• Document extract
The centre provides a home for the Whistler Blackcomb Freestyle Ski Club (WBFSC), as well as the BC Freestyle Ski Team and Momentum Ski Camps, while Smart said snowboarders and freeskiers will also be welcome to make use of its features. 

The centre makes it easier for the WBFSC to host events, said Smart, in addition to opening up the possibility of accommodating higher-end events, like NorAms, or even, potentially, a World Cup. 

The goal is to further build the sport, said Smart, pointing out that Whistler freestyle skiers previously lacked both the type of legacy venue that local cross-country skiers or sliding athletes inherited after the 2010 Games, and a convenient home-base like the one the Whistler Mountain Ski Club has in Creekside. 

“We’ve always wanted to have a beautiful [turnkey] legacy venue here,” said Smart. “Where you literally open the door and turn on the music, and you can run an event, and the timing system and everything is ready to go.”

The centre also has clear benefits when it comes to athlete development. The beauty of the course’s set up, explained Smart, is that skiers can hit each feature—and, effectively, each freestyle discipline—from the bumps to the pipe to the airbag jump, in a single lap.

“I just love that everything’s together. It’s all so close, which means that some of the kids hitting the airbag, if they want to try out the moguls, they can come try out the moguls,” said Gannon, who spent the last two days on Blackcomb, shovel in hand, building jumps and bumps along the Gemini Freestyle Centre’s course.

“We don’t have enough kids in moguls, because everyone wants to ski park. So I think it’ll really help, especially with the younger kids that are just coming into freestyle,” he said. 

In between the course-building, “I’ve done a couple of runs where I’ve actually skied it, and it’s so much better than anything we’ve had in Whistler before,” he said, adding, “There’s a lot of happy people.” 

The centre is a long-time dream come true for members of the local freestyle community, an idea Smart said she “inherited” from the former WBFSC president when her sons joined in 2011. 

“I came on board as a club volunteer and then joined the club as a board member back then, and said ‘Well, let’s make it happen.’ Little did I know what I was getting myself into,” she added with a laugh.

• Entries shown
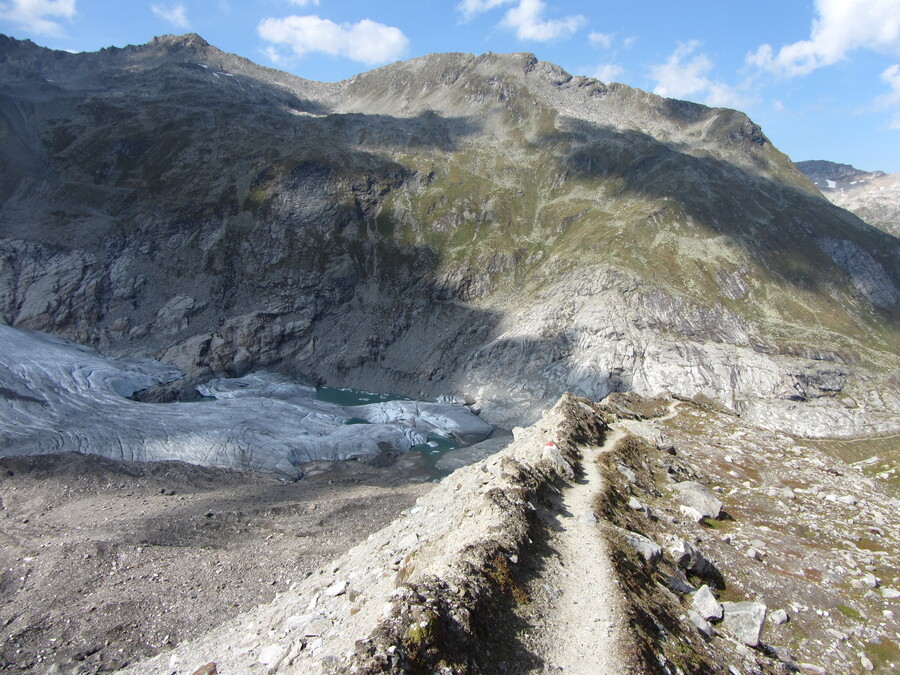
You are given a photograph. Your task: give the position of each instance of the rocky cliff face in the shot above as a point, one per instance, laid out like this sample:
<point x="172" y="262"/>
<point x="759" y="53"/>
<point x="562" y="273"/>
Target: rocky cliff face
<point x="483" y="226"/>
<point x="873" y="196"/>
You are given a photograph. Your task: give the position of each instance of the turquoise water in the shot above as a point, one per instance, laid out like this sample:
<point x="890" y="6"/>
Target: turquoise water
<point x="350" y="397"/>
<point x="433" y="454"/>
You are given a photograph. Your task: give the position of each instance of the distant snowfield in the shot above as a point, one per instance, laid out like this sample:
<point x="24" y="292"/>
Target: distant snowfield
<point x="57" y="396"/>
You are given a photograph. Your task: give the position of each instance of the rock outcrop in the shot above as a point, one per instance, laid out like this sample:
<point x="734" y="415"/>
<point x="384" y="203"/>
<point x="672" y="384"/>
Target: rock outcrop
<point x="58" y="396"/>
<point x="874" y="196"/>
<point x="482" y="226"/>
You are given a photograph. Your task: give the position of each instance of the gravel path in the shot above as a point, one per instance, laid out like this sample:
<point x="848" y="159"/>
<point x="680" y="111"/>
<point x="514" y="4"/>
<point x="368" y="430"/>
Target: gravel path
<point x="576" y="611"/>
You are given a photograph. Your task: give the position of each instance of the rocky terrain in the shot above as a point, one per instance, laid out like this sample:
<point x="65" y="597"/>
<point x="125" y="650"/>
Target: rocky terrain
<point x="873" y="196"/>
<point x="480" y="234"/>
<point x="484" y="227"/>
<point x="104" y="562"/>
<point x="58" y="397"/>
<point x="631" y="536"/>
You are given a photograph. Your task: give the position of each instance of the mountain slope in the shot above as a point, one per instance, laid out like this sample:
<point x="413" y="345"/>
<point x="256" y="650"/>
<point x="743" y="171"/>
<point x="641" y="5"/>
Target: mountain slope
<point x="485" y="226"/>
<point x="873" y="196"/>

• Problems and tasks
a. According to the passage about the freestyle centre, which three organizations does the centre provide a home for?
b. Carry the passage about the freestyle centre forward with a few more paragraphs, starting after Smart's laughing remark about what she was getting herself into.
The items have nothing to do with the passage about the freestyle centre.

• Expected outputs
a.
- Whistler Blackcomb Freestyle Ski Club (WBFSC)
- BC Freestyle Ski Team
- Momentum Ski Camps

b.
Fundraising for the project began in 2015, after a Memorandum of Understanding was signed between Whistler Blackcomb, the WBFSC, Freestyle Canada, and the newly launched National Training Centre Society. Smart and her fellow stakeholders took their proposal to the Whistler Blackcomb Foundation, which offered a $300,000 grant for the project. 

The caveat? The donation had to be matched.  

Freestyle Whistler and the NTC Society managed to accomplish their goal through three gala fundraisers, additional funding from Freestyle BC and B2ten, a grassroots donation campaign—“Friends and Family” donors are now recognized at the centre, in the form of a plaque—and by “sealing the deal” with a naming rights sponsorship last year from Gemini, a New York-based cryptocurrency exchange and custodian founded by Olympic rowers and bitcoin billionaires Cameron and Tyler Winklevoss. 

Yes, the same Winklevoss twins that were portrayed by actor Armie Hammer in The Social Network.

The Winklevosses, it turns out, are mogul skiing fans who attended Momentum Ski Camps—run by Smart’s husband, John—for three summers in a row. It was in a gondola in 2019 that Smart casually pointed out the intended future home of the training centre to the brothers, and the connection was sparked. 

Though the ongoing border closure prevented the Winklevoss brothers from making the trip north to help open the centre, Smart said plans to welcome them for a delayed “Grand Opening” will be put into motion once travel restrictions are lifted. 

Construction on the project was also delayed by about two months due to the coronavirus pandemic, but after breaking ground in August, project managers Mick Gannon, Marie-Claire Gravel, Jennifer Dunn and Scott Cordell “worked incredibly hard” to complete the build just in time for the winter season, said Smart.